• [What this task involves]: Identify every line of the data below that contains the word "jacket", and copy each of those lines in full. Case counts.

• [Items]:
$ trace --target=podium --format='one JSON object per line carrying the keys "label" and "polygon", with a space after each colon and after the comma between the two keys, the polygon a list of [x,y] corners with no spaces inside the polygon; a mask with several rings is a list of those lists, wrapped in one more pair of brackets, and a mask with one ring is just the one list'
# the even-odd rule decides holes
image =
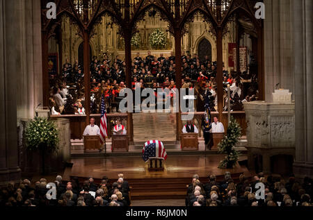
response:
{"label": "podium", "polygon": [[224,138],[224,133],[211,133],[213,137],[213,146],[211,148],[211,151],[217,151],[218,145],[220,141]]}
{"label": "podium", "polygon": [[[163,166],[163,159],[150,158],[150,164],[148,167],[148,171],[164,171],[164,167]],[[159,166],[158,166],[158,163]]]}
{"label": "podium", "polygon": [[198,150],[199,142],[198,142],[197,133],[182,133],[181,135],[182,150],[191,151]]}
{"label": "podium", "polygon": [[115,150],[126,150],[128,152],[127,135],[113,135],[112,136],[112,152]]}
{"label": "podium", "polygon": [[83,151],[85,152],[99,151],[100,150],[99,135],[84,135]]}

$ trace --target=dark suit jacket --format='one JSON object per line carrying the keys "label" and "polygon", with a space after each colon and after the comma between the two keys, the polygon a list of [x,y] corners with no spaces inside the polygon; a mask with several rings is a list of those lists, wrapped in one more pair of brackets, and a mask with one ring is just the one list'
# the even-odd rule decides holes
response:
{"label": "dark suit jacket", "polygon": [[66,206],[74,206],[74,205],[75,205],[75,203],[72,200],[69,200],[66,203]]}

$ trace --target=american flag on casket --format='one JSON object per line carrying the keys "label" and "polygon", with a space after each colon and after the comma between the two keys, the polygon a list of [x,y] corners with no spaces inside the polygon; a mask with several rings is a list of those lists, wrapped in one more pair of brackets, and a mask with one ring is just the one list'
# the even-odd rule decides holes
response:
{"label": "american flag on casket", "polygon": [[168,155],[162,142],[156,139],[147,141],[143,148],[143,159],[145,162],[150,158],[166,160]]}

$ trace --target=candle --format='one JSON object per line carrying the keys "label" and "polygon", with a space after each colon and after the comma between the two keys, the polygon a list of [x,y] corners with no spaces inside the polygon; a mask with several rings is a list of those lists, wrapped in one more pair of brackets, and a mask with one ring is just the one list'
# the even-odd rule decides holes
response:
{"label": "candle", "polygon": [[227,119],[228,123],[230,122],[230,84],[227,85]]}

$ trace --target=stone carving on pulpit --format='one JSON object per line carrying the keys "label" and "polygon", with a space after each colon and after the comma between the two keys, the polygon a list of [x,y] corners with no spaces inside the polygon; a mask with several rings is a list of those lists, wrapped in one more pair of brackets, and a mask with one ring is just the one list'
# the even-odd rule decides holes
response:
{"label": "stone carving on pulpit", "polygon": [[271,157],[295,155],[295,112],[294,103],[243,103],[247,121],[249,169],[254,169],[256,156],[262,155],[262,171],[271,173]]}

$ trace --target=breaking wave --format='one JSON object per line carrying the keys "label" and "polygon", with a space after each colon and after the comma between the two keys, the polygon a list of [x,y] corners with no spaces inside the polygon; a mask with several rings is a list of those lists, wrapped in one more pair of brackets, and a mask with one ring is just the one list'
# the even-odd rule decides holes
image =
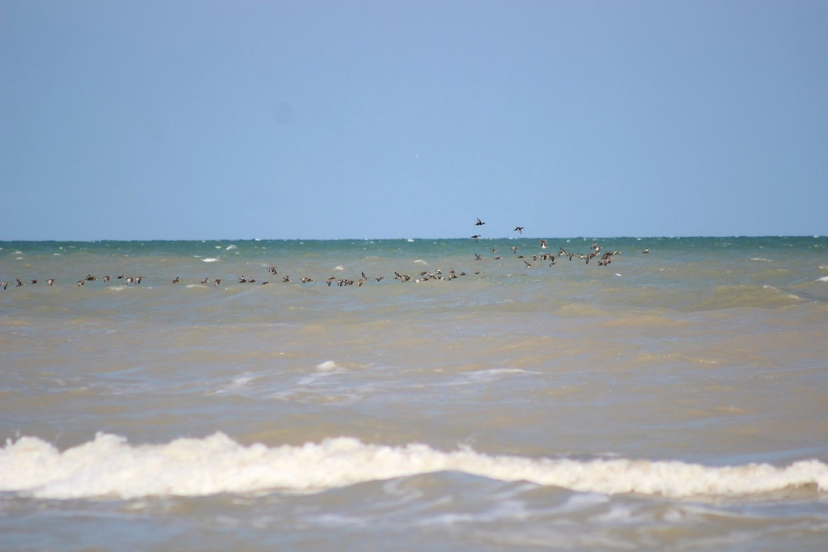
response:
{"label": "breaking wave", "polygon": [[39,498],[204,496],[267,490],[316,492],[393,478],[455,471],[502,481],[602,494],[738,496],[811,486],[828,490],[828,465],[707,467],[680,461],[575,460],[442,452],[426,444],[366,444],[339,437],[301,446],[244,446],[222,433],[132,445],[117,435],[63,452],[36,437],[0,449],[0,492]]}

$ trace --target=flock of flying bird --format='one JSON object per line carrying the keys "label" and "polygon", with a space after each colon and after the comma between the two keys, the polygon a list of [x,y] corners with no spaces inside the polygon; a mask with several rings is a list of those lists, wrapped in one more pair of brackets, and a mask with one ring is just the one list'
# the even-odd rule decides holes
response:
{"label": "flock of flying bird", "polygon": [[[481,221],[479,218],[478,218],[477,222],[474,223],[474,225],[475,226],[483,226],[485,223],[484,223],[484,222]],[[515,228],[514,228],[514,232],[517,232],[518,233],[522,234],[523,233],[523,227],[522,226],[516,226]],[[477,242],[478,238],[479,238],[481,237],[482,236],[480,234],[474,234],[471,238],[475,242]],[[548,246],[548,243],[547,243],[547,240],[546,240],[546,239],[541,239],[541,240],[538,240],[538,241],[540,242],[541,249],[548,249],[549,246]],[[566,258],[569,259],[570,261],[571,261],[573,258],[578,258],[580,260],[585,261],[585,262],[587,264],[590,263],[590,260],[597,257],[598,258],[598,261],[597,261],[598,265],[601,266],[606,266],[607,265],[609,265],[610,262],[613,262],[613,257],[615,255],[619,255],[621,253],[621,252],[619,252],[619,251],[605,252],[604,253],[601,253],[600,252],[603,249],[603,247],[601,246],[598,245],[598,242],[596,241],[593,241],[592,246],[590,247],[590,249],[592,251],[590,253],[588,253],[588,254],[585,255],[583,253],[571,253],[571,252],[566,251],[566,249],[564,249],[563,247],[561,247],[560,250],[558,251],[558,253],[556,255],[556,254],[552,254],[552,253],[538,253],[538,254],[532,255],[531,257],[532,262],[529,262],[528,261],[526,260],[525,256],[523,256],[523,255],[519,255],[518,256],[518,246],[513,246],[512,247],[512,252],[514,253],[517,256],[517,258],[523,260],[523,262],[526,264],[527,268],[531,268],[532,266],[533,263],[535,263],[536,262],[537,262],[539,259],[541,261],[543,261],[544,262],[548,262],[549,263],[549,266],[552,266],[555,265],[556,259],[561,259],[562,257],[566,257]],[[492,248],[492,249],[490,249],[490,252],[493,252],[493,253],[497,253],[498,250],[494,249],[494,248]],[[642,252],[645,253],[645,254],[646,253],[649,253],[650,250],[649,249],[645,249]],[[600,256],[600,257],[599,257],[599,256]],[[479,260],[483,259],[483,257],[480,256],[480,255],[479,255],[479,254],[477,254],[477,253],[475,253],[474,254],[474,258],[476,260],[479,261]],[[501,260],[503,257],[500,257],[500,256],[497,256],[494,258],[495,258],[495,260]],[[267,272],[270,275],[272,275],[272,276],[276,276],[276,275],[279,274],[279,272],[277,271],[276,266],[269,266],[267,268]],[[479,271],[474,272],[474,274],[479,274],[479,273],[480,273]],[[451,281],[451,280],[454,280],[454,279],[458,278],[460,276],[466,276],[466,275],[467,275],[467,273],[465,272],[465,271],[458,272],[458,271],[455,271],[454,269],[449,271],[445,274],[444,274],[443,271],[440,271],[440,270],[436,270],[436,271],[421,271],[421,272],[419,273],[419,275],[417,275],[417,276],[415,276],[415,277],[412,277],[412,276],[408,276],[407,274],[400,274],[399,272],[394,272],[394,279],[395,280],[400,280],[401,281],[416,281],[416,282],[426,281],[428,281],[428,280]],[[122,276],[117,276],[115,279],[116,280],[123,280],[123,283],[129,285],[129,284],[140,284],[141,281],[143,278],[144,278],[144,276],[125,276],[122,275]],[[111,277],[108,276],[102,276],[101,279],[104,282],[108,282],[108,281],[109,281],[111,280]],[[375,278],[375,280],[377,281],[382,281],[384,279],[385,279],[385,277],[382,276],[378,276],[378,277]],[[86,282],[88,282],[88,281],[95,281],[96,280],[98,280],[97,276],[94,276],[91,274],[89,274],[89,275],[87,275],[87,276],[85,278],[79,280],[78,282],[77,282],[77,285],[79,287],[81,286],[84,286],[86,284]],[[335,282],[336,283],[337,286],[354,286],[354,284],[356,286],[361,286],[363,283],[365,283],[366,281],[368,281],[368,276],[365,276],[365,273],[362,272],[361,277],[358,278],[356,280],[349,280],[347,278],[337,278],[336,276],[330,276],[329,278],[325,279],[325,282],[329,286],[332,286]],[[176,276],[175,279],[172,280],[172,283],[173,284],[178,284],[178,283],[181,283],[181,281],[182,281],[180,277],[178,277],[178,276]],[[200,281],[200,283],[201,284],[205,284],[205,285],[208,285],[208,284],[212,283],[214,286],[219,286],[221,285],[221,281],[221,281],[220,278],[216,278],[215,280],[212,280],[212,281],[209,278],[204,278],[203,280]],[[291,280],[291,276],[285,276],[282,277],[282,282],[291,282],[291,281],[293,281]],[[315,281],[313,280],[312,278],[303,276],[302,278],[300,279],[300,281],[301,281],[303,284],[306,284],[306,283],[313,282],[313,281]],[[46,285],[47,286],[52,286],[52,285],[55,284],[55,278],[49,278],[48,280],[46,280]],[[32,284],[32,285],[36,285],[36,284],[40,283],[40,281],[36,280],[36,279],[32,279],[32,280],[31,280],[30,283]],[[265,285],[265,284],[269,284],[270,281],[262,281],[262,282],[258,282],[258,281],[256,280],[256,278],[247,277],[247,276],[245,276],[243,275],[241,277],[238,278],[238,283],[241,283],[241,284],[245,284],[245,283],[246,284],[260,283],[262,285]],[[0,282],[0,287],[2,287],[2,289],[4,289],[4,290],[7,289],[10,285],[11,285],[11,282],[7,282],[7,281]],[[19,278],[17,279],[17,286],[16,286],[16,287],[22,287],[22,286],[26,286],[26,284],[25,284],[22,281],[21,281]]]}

• [Finished task]:
$ trace --target=dark suit jacket --format='one JSON object per line carrying the keys "label" and "polygon", with a space after each colon and after the comma between the two keys, the polygon a list of [x,y] corners with no spaces inside the polygon; a mask with several rings is a list of those lists, wrapped in one more pair of brackets, and a mask with one ring is just the one list'
{"label": "dark suit jacket", "polygon": [[66,206],[74,206],[74,205],[75,205],[75,203],[72,200],[69,200],[66,203]]}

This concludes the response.